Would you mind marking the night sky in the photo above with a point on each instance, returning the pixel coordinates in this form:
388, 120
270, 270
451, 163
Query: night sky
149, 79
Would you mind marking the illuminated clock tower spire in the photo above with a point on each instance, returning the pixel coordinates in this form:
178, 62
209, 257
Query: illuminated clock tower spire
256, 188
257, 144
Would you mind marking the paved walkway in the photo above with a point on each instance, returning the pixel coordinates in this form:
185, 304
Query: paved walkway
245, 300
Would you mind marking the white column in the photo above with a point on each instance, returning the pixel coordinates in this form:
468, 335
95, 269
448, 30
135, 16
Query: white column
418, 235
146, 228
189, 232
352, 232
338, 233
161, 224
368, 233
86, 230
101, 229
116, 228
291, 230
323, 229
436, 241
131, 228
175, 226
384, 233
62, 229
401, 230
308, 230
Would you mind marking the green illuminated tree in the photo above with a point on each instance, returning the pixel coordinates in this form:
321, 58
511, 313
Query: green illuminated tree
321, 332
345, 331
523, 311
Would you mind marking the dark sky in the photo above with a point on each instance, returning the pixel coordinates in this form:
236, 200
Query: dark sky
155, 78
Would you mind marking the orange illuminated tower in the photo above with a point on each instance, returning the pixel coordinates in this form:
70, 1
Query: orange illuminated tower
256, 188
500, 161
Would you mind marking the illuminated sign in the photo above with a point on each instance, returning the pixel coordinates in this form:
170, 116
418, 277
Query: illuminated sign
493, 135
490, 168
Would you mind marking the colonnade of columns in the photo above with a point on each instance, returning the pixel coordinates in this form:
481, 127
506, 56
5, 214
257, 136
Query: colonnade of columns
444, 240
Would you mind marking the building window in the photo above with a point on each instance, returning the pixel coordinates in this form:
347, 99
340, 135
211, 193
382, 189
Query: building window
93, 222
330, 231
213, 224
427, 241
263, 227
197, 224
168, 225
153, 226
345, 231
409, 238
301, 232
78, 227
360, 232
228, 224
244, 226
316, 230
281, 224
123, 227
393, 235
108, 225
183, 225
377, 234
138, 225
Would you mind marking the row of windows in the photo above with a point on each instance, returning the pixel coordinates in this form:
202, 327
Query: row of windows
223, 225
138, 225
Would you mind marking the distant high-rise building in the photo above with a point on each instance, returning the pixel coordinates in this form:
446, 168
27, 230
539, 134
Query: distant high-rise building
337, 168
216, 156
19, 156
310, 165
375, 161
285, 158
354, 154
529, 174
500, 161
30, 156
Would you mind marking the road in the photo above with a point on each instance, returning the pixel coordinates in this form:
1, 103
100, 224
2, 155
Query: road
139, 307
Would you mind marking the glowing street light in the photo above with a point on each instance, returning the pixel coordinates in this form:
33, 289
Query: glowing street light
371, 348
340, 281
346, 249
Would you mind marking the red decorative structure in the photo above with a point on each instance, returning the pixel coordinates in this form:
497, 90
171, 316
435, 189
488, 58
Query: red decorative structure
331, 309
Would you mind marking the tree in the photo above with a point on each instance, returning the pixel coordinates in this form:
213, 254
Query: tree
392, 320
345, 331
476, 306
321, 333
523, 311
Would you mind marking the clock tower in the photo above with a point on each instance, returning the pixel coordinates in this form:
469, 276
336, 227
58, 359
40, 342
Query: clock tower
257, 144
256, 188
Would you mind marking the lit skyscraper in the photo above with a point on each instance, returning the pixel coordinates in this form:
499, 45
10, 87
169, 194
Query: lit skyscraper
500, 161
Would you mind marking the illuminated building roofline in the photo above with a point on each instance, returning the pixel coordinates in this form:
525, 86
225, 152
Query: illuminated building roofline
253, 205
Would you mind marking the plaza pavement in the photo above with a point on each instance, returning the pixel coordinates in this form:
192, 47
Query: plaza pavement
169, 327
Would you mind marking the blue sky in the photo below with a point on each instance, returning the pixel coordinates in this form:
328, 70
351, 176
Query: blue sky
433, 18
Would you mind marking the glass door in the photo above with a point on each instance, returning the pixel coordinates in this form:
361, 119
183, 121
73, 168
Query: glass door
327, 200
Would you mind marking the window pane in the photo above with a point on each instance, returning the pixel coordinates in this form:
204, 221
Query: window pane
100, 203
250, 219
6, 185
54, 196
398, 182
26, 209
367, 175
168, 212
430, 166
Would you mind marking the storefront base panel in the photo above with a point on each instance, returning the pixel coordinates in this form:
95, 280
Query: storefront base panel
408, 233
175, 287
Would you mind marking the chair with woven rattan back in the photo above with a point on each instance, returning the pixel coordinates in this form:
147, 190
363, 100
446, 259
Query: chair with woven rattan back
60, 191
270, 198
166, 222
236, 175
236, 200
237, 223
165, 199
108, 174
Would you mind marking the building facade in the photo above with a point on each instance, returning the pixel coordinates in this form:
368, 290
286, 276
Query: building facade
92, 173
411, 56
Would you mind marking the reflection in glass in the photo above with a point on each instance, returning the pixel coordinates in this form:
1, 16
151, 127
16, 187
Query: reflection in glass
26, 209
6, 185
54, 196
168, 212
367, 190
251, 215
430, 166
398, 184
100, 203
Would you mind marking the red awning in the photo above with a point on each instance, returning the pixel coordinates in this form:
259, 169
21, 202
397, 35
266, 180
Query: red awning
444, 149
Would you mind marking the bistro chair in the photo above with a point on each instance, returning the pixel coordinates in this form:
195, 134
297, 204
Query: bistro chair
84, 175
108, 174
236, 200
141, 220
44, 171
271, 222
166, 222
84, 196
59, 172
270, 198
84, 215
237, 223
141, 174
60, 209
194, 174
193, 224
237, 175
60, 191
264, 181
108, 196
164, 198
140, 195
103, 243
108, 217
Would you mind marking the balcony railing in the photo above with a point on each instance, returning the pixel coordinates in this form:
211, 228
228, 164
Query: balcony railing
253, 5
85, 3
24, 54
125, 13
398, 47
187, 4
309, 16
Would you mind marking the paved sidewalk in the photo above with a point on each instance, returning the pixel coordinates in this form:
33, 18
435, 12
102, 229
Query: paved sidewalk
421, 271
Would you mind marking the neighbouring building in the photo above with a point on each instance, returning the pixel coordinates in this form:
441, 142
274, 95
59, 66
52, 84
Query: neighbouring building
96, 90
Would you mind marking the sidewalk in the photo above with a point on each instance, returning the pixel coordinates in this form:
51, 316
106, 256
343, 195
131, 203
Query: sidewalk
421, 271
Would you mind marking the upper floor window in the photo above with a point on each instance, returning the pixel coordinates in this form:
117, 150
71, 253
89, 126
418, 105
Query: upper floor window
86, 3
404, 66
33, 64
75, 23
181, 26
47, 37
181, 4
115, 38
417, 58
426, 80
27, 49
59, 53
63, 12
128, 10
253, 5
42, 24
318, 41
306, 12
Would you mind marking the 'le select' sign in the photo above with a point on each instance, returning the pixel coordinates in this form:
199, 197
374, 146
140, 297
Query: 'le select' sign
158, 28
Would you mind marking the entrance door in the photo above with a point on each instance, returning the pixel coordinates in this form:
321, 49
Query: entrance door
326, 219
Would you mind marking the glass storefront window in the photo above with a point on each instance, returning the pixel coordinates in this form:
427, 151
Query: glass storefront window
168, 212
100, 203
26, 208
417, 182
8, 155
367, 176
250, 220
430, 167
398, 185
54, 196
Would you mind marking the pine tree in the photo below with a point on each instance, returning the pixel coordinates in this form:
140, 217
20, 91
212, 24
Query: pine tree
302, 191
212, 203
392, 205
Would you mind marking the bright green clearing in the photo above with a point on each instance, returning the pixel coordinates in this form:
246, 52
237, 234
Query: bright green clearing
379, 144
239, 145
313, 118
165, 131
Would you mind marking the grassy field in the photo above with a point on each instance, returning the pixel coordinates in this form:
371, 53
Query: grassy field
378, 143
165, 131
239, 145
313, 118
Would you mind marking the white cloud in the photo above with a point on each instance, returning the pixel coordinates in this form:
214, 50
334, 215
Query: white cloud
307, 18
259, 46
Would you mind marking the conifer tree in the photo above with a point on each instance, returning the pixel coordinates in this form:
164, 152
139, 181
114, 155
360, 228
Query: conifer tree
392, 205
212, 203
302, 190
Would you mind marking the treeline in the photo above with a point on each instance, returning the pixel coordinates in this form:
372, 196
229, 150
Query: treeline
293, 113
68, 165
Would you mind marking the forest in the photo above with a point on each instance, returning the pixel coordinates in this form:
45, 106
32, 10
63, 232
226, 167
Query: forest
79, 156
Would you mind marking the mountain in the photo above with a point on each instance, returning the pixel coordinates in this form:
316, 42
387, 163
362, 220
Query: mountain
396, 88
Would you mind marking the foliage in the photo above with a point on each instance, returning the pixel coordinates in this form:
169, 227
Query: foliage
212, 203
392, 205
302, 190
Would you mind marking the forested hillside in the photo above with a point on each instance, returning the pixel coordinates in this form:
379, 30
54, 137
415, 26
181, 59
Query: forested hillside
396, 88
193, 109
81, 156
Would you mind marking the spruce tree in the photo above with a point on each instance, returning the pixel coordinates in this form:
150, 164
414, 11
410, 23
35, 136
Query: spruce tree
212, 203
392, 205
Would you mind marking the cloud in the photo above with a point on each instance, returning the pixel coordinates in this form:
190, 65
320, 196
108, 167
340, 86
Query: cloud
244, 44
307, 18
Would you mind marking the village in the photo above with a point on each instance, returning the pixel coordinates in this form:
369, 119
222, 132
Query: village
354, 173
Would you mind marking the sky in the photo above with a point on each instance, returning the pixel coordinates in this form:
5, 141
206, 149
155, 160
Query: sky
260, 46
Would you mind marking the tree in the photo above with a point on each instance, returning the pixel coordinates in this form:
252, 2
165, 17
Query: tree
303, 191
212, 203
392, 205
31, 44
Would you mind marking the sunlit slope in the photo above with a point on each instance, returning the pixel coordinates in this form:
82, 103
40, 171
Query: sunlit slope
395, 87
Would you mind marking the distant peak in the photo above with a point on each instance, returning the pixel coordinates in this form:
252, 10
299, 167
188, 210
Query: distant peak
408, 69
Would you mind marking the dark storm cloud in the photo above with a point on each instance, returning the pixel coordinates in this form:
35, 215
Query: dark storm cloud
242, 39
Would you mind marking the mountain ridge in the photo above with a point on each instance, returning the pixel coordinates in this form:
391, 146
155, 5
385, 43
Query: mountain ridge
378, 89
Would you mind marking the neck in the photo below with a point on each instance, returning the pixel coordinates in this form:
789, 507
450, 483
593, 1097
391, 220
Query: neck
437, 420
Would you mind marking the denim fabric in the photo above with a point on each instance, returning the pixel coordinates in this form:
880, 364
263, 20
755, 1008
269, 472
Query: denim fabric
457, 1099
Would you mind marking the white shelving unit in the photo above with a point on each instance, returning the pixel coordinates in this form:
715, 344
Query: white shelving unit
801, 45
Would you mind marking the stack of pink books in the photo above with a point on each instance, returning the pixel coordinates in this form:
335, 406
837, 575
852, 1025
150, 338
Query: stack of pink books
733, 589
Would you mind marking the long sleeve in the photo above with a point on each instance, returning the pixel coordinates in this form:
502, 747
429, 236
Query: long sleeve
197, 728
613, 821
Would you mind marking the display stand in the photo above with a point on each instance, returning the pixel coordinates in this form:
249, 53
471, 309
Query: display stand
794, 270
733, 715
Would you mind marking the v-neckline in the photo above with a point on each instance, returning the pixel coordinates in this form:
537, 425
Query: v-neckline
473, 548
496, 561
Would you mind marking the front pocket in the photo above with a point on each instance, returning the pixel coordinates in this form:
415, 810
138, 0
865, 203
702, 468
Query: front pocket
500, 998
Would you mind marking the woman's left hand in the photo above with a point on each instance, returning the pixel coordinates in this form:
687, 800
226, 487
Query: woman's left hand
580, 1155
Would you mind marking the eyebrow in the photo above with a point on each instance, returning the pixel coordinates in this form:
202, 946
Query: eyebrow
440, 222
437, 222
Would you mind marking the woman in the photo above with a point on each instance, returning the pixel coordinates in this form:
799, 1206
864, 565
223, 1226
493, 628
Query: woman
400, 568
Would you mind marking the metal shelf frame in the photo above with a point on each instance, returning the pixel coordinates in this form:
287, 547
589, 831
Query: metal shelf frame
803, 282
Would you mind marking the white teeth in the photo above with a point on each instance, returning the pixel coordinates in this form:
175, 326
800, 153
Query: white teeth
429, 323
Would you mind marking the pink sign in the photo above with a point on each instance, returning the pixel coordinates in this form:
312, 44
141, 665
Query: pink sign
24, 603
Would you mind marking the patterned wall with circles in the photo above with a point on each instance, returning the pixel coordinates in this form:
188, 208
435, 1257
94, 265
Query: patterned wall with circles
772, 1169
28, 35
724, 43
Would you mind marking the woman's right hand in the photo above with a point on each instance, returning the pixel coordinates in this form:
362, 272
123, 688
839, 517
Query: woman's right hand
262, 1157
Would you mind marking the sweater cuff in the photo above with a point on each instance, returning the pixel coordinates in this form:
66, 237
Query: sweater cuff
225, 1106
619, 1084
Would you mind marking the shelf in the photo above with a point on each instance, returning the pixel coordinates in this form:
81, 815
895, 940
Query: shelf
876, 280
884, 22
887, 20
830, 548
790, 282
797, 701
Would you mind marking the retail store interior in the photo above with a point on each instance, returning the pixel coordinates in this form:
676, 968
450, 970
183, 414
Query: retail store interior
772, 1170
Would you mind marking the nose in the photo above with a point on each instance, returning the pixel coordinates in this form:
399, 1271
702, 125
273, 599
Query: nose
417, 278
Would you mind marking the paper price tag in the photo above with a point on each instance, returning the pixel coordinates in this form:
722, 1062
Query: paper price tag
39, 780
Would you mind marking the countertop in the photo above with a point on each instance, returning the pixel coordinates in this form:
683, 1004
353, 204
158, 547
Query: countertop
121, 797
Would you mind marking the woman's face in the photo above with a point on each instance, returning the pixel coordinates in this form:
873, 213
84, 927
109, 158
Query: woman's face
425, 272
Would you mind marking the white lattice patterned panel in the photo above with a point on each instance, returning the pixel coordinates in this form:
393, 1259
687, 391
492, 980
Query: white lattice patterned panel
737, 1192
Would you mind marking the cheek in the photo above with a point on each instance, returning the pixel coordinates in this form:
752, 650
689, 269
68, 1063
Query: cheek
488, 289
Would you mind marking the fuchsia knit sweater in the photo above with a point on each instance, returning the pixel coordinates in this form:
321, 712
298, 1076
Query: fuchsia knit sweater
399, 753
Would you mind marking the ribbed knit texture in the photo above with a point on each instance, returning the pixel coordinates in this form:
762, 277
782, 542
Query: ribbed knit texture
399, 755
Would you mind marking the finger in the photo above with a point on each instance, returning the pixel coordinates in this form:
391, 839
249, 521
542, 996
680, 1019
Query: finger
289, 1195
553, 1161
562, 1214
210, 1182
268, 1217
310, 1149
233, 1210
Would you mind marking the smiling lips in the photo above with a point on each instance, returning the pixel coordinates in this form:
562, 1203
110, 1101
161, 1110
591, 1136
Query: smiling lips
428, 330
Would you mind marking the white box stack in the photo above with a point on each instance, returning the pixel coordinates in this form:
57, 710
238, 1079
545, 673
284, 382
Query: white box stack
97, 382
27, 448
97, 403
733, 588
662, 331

####

In the records above, locate the line that contains "Would you mind marking the woman's face". Repeat it and every line after it, exactly, and nothing else.

Would you mind marking the woman's face in the photo above with a point on each instance, returning the pixel coordinates in this form:
873, 213
84, 927
109, 158
Query: woman's face
425, 272
Would you mind marking the white lattice patterned panel in the photo above with a point on each instance, returning the pixel coordinates in this form:
393, 1259
687, 391
492, 980
Query: white lattice patterned panel
737, 1192
Would you mind marking the cheek in the photo above with a point on each instance, returning the pixel coordinates in this form:
752, 650
689, 269
68, 1063
Query: cheek
488, 289
Would you mind marking the fuchsia knit sweater in the photo above with a point on each instance, returning the pixel coordinates in this form:
321, 712
298, 1076
Query: fuchsia knit sweater
399, 753
Would you mind marking the ribbed knit texture in the photo above with a point on each instance, returning the pixel coordinates in this form:
762, 277
782, 542
Query: ribbed knit texture
399, 755
Would you mind marking the finger in the photo above with a point on each instance, returning the pixel coordinates in this form:
391, 839
249, 521
542, 996
680, 1019
Query: finger
289, 1195
553, 1161
562, 1214
210, 1182
268, 1217
310, 1149
233, 1210
Would you mind marking the smiling lips in the photo above with a point on each instance, returning the pixel coordinates in this form:
562, 1203
110, 1101
161, 1110
591, 1136
Query: smiling lips
428, 330
Would you mind marking the white box stack in the photo above with a point on each instance, returning the pixel coordinates in this form:
57, 710
238, 1079
545, 673
284, 382
Query: white box stack
97, 382
27, 448
97, 403
733, 588
662, 331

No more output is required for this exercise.